## Begin MATERIAL FOR THE TASK
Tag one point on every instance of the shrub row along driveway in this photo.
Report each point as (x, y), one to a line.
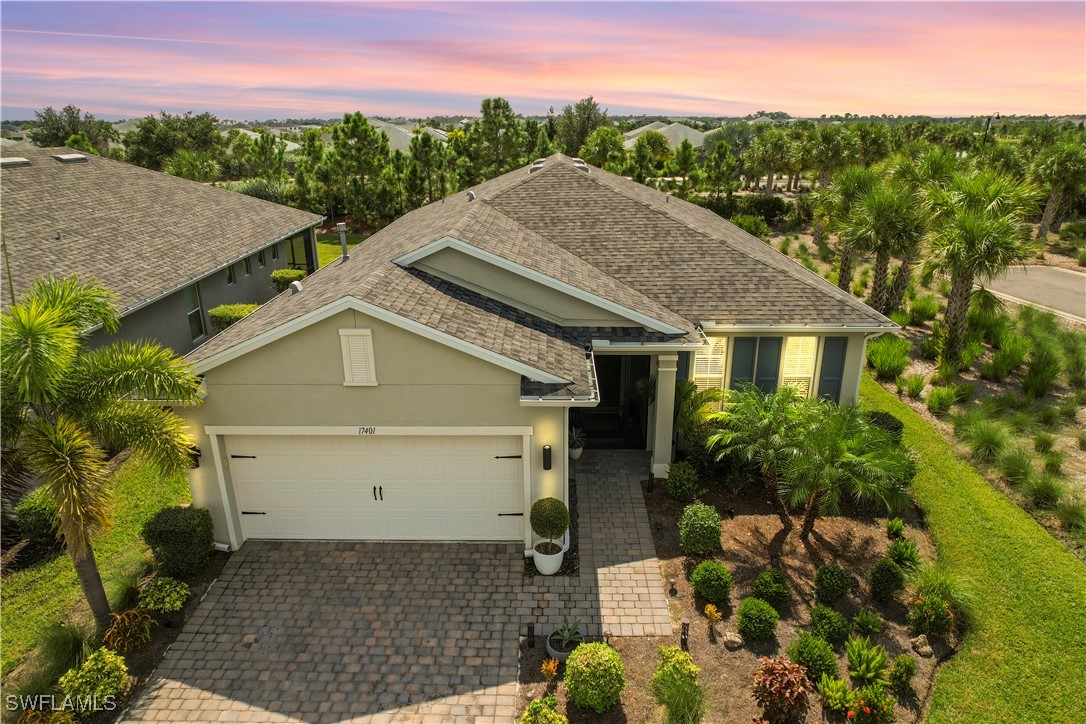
(329, 632)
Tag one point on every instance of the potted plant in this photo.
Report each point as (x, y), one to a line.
(550, 520)
(564, 639)
(577, 441)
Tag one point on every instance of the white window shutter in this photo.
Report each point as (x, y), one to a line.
(358, 368)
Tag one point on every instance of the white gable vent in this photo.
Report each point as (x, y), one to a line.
(358, 368)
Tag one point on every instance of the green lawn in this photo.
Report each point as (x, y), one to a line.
(329, 250)
(1024, 660)
(48, 592)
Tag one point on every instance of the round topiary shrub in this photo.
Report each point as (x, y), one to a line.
(832, 584)
(829, 625)
(699, 530)
(550, 518)
(886, 580)
(712, 582)
(772, 587)
(594, 676)
(682, 482)
(815, 655)
(757, 620)
(36, 516)
(181, 540)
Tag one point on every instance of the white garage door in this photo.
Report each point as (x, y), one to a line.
(382, 487)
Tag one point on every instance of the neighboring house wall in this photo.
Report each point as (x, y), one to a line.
(298, 381)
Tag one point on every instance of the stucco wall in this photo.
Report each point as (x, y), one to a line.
(299, 381)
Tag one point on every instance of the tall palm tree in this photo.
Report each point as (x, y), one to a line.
(762, 429)
(883, 221)
(835, 204)
(843, 455)
(64, 404)
(1062, 167)
(980, 232)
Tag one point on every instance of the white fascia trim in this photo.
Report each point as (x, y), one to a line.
(519, 269)
(376, 430)
(383, 315)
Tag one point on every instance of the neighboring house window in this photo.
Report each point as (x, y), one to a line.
(708, 371)
(833, 368)
(799, 357)
(194, 312)
(756, 359)
(357, 345)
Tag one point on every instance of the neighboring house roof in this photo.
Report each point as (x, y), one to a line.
(619, 242)
(140, 232)
(676, 134)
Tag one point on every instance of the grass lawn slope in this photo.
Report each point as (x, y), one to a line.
(48, 591)
(1025, 657)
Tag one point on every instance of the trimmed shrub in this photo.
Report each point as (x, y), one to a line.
(901, 673)
(829, 625)
(101, 675)
(941, 399)
(594, 676)
(888, 355)
(699, 530)
(836, 694)
(757, 620)
(281, 278)
(36, 516)
(782, 690)
(831, 584)
(886, 580)
(181, 540)
(813, 655)
(128, 631)
(712, 582)
(682, 482)
(164, 595)
(772, 587)
(677, 688)
(905, 553)
(225, 315)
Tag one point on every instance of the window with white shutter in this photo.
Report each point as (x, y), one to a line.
(358, 367)
(708, 372)
(798, 364)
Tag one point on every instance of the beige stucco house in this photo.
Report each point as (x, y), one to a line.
(424, 388)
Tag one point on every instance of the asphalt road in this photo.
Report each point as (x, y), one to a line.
(1060, 290)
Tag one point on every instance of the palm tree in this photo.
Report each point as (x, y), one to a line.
(980, 232)
(884, 221)
(64, 405)
(835, 204)
(843, 455)
(1063, 168)
(762, 429)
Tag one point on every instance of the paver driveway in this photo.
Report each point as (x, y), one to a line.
(404, 632)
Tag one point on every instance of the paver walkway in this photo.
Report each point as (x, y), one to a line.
(403, 632)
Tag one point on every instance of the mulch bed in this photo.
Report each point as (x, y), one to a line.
(855, 542)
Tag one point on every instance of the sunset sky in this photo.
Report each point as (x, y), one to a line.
(249, 60)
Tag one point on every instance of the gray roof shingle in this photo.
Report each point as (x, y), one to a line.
(140, 232)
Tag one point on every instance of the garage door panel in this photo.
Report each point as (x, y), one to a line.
(434, 487)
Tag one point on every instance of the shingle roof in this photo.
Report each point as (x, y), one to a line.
(618, 239)
(138, 231)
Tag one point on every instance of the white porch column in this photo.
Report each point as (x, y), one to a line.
(667, 366)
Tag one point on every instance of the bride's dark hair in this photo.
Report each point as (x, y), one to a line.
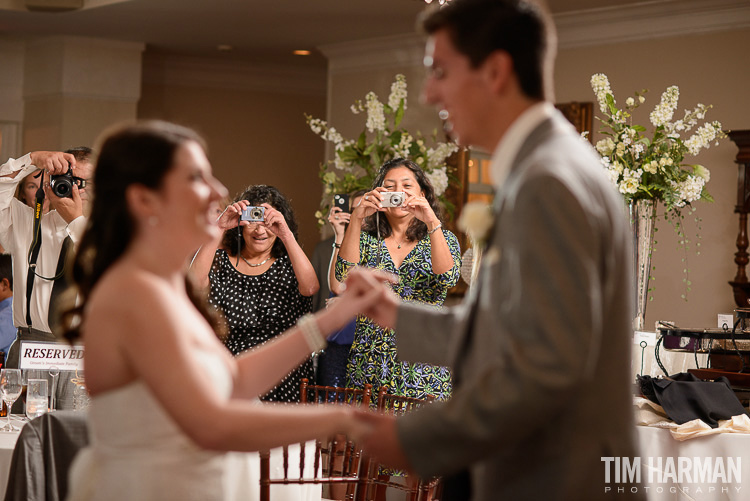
(139, 153)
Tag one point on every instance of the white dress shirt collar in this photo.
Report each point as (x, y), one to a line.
(513, 139)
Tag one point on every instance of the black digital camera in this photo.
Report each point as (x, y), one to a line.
(62, 184)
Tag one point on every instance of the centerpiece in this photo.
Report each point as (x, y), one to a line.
(356, 162)
(649, 168)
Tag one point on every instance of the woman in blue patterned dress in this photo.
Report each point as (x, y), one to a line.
(408, 241)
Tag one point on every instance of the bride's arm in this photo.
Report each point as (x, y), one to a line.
(259, 370)
(160, 347)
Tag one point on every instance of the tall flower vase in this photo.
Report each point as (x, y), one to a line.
(642, 216)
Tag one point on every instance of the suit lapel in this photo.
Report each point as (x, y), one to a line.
(539, 135)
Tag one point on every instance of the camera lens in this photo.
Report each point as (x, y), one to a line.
(61, 187)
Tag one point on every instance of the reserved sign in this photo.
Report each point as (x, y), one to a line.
(63, 356)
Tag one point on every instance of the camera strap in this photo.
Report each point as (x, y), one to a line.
(36, 244)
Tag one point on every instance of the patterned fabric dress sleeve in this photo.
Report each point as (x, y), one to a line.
(450, 277)
(343, 266)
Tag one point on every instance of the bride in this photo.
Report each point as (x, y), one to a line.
(168, 399)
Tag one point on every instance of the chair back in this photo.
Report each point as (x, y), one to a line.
(337, 461)
(380, 478)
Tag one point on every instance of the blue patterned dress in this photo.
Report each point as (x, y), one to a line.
(372, 358)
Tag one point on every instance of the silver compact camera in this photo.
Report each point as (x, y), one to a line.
(393, 198)
(253, 214)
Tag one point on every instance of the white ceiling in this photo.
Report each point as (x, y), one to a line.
(261, 31)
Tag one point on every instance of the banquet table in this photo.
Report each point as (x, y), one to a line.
(657, 447)
(7, 443)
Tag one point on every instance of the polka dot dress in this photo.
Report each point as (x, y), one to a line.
(259, 308)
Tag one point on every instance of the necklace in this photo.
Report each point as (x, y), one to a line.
(398, 244)
(255, 265)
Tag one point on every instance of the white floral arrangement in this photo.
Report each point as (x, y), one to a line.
(357, 162)
(651, 167)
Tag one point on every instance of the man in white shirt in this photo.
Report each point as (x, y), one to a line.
(61, 227)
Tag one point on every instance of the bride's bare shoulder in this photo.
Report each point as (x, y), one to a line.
(127, 292)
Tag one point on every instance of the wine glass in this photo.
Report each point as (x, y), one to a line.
(37, 402)
(10, 390)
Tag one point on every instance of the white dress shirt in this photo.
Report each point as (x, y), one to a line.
(16, 228)
(507, 149)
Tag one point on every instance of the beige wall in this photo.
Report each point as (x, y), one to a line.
(253, 138)
(261, 137)
(710, 69)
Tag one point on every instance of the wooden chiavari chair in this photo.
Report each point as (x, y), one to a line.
(335, 462)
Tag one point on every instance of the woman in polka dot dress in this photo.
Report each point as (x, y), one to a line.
(260, 279)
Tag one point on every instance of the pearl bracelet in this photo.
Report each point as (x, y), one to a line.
(316, 341)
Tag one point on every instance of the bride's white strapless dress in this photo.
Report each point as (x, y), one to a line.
(138, 452)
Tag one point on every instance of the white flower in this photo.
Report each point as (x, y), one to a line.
(702, 137)
(476, 220)
(651, 167)
(398, 92)
(402, 148)
(600, 84)
(663, 111)
(631, 180)
(436, 157)
(357, 107)
(317, 125)
(375, 113)
(613, 176)
(689, 190)
(702, 172)
(333, 136)
(439, 180)
(628, 186)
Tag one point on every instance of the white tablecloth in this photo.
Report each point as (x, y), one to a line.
(7, 443)
(657, 444)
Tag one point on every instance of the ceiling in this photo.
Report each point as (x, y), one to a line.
(258, 31)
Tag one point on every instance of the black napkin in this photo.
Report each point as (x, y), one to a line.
(685, 397)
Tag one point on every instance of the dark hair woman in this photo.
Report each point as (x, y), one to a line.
(260, 279)
(408, 240)
(155, 369)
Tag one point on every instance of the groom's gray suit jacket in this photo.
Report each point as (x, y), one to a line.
(541, 347)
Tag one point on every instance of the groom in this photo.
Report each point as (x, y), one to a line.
(541, 347)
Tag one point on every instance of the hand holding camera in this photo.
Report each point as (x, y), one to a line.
(65, 198)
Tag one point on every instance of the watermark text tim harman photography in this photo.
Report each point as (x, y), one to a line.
(672, 474)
## End MATERIAL FOR THE TASK
Take the line with "Tag one point on every instance of the bride's white" and all lines after it to the last line, and reproduce them exactly.

Tag one point on every instance of the bride's white strapless dress in this photo.
Report each point as (x, y), one to a line.
(138, 452)
Tag one point on every instance of the white flower in this photo.
Report each point as (x, y), one to a line.
(702, 137)
(476, 220)
(651, 167)
(398, 92)
(402, 148)
(600, 84)
(663, 111)
(631, 180)
(436, 157)
(357, 107)
(317, 125)
(375, 113)
(613, 176)
(689, 190)
(702, 172)
(333, 136)
(439, 180)
(628, 186)
Tag one point on every instance of the white tablecloth in this photo.
Report each point as (x, y), one to a line.
(7, 443)
(657, 444)
Tag one point on every instance of the ceiling in this photo.
Report each point as (x, y), one to a line.
(258, 31)
Tag one point on every instance of the black napkin in this photo.
Report each point as (x, y), one to a line.
(685, 397)
Tag one point on every instance of the dark hair woman in this photo.
Report each point as (x, y), one to a line.
(260, 279)
(408, 240)
(155, 369)
Tag one point on every instance of the groom's gray suit jacket in this photo.
Report each point as (x, y), one to a line.
(541, 347)
Tag one point on every instance of the groom in this photo.
Report each point as (x, y), one to a line.
(541, 347)
Tag one point on every instance of the hand holding camera in this photo.
Report each point as (x, y), one to a line.
(65, 198)
Tag one point on every instance of the watermark text tim harman photography in this photo.
Report each point as (x, y), one to a line.
(672, 474)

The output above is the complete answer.